───── Texto del ejercicio ─────

El pasado mes de enero hacíamos recuento de las mejores películas “invisibles” de 2010 (aquellas obras verdaderamente relevantes que no habían encontrado todavía un hueco en las salas) y nuestra lista la encabezaban dos realizaciones de matriz televisiva: Misterios de Lisboa (producida por Paolo Branco para la televisión pública portuguesa) y Carlos (producida por Daniel Leconte para Canal Plus Francia). El hecho de que ambos títulos sean obras personalísimas de autores tan singulares como Raúl Ruiz y Olivier Assayas respectivamente, y la circunstancia de que ambos existan también en doble formato (uno más reducido para pantalla grande y otro más extenso, con estructura de miniserie para la pequeña pantalla), eran factores que nos hacían preguntarnos, incluso, si acaso no estábamos ante “los síntomas de un renacer de las fructíferas relaciones cine-televisión que en su día posibilitaron proyectos firmados por nombres tales como Rossellini, Bergman o Fassbinder” (Jaime Pena dixit).

Podría pensarse, con una mentalidad perezosa, que tanto Misterios de Lisboa como Carlos son productos de difícil aclimatación en las salas tradicionales (casi cuatro horas y media la primera; más de dos horas y media la segunda, en sus respectivas versiones comprimidas), pero lo cierto es que tanto una como otra se han convertido –a su escala– en sendos éxitos comerciales en las salas francesas (véase pág. 51), donde han dado con la fórmula para que ambas películas hayan acabado por encontrar su público y para dar sentido a la sinergia establecida entre su versión para salas y su versión para televisión.

Y sucede que ahora, solo dos meses después de que Misterios de Lisboa liderara nuestra lista de “invisibles”, finalmente se hace “visible” gracias a su feliz estreno en salas (solo en formato digital, en un único pase diario, pero con cobertura nacional: Barcelona, Málaga, Valladolid, Valencia, Sevilla, San Sebastián, Bilbao, en la sala Berlanga de Madrid y en el Truffaut de Girona), lo que viene a suscitar, al menos, un par de reflexiones. Así cabe constatar, en primer lugar, que nuestras apelaciones a la necesidad de buscar nuevas fórmulas para que el cine más vivo que se hace hoy en día –y que se puede ver en los festivales– pueda llegar también a los espectadores de las salas en versión original sin duda acaban por dar frutos (ahí está el reciente éxito de la última película de Abbas Kiarostami: Copia certificada) y por generar corrientes de interés que tienen, como venimos diciendo desde hace ya mucho, una base real.

─────

#### Tarea 1
Copia del texto, sin cambiar nada, todo lo que va desde "Podría pensarse, con" hasta "versión para televisión.".
#### Tarea 2
Enumera todos los títulos de películas que aparecen en el texto.

───── Material enumerado ─────

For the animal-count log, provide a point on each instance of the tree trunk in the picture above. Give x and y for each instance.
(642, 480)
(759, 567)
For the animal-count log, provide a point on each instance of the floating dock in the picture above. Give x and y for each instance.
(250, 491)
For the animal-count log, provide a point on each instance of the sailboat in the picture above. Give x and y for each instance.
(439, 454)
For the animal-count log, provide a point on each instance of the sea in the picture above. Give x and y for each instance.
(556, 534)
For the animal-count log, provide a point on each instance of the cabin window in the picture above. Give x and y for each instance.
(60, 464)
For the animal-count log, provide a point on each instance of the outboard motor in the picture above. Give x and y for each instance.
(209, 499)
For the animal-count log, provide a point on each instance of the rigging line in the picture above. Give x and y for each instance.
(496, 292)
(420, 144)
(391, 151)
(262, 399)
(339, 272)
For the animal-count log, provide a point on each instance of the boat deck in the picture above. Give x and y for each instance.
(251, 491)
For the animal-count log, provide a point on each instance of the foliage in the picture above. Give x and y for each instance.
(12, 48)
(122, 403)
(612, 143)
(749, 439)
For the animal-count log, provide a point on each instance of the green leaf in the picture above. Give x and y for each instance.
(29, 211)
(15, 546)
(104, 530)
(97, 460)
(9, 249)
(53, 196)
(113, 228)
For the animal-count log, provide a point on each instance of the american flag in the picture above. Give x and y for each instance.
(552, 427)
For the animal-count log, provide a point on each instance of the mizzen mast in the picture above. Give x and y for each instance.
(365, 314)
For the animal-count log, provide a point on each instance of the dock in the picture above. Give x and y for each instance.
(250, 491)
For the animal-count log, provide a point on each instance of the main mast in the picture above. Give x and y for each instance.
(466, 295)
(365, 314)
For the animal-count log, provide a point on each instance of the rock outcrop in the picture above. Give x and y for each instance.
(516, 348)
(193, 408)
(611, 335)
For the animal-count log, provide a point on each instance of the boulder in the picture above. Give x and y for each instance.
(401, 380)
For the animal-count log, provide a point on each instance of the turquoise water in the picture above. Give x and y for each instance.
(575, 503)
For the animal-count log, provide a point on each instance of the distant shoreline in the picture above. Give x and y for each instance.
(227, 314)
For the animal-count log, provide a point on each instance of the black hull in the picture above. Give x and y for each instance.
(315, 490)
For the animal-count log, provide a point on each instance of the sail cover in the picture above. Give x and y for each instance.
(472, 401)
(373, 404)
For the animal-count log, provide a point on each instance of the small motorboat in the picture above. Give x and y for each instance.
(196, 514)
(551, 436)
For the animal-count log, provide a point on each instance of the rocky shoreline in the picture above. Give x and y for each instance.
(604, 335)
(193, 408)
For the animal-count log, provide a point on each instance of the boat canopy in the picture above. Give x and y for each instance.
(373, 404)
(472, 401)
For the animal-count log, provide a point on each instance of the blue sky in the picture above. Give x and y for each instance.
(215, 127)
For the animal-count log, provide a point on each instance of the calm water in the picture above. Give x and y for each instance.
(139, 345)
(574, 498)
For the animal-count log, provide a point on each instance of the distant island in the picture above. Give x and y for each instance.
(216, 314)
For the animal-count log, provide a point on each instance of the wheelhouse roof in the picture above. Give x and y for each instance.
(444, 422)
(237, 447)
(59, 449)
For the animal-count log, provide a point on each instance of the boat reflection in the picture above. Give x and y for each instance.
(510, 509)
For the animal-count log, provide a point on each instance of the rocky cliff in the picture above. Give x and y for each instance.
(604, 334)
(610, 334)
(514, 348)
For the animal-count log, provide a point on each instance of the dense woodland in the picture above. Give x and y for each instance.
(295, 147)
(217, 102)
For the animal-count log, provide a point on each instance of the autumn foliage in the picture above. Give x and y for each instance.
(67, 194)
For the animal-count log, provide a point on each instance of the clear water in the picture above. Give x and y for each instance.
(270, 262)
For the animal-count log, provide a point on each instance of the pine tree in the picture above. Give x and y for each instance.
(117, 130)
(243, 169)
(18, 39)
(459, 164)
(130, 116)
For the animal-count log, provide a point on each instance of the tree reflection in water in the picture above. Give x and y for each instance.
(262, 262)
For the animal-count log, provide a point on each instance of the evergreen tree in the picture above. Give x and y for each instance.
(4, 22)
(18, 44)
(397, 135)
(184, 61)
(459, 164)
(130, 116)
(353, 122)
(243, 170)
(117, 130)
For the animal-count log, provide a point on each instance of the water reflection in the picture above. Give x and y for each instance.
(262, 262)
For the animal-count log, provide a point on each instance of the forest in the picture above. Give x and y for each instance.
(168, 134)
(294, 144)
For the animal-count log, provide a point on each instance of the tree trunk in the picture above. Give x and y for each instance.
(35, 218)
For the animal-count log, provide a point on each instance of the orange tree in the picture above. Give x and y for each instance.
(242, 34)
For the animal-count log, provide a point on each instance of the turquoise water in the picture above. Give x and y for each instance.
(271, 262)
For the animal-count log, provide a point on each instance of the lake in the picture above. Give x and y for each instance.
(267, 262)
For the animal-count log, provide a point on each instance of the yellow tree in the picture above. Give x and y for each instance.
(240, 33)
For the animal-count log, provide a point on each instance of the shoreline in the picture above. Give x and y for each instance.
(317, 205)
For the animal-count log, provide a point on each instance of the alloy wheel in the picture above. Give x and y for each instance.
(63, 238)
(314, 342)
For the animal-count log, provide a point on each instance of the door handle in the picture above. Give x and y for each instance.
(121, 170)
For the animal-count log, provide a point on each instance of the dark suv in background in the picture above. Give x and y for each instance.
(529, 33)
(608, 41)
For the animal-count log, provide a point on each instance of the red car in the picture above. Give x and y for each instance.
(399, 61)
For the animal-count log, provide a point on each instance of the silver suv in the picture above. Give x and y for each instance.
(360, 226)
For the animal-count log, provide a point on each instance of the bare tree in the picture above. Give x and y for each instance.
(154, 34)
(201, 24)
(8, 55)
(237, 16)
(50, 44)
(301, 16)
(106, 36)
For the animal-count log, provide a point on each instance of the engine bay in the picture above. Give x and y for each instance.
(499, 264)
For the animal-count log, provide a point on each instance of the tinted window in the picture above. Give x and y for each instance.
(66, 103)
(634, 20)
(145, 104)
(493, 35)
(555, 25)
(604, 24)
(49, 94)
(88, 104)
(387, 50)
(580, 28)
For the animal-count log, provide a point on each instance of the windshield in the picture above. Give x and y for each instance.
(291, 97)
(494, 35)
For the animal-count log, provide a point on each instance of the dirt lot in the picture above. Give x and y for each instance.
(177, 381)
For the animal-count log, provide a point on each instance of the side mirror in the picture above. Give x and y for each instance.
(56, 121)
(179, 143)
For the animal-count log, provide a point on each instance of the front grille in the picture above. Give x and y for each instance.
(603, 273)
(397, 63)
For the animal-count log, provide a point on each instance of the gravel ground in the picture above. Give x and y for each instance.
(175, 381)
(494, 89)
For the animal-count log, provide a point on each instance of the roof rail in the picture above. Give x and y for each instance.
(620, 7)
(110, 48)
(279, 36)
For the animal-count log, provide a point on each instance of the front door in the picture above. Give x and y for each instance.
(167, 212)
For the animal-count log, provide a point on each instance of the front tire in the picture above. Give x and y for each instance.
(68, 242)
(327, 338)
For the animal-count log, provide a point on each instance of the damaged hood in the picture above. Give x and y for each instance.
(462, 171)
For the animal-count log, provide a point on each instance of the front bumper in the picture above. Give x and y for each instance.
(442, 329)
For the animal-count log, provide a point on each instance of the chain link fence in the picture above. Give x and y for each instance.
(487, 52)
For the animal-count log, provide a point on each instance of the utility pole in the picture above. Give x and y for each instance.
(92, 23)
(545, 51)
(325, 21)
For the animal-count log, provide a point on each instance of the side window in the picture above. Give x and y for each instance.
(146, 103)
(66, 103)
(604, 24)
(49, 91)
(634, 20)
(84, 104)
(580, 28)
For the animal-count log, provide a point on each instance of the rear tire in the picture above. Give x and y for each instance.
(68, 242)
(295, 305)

─────

#### Solución escrita 1
Podría pensarse, con una mentalidad perezosa, que tanto Misterios de Lisboa como Carlos son productos de difícil aclimatación en las salas tradicionales (casi cuatro horas y media la primera; más de dos horas y media la segunda, en sus respectivas versiones comprimidas), pero lo cierto es que tanto una como otra se han convertido –a su escala– en sendos éxitos comerciales en las salas francesas (véase pág. 51), donde han dado con la fórmula para que ambas películas hayan acabado por encontrar su público y para dar sentido a la sinergia establecida entre su versión para salas y su versión para televisión.

#### Solución escrita 2
Misterios de Lisboa, Carlos, Copia certificada